### Problem details
Please write out every line of the items below word for word, leaving out the pictures.

### Exercise inputs
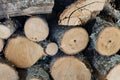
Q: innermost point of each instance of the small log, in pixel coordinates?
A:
(69, 68)
(7, 28)
(105, 38)
(106, 68)
(7, 72)
(36, 29)
(25, 7)
(37, 73)
(80, 12)
(1, 45)
(70, 40)
(22, 52)
(50, 48)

### The result
Q: innermost point of each instance of the small log, in pixel coordinates?
A:
(69, 68)
(7, 28)
(105, 38)
(106, 68)
(7, 72)
(36, 29)
(25, 7)
(37, 73)
(80, 12)
(1, 45)
(70, 40)
(22, 52)
(50, 48)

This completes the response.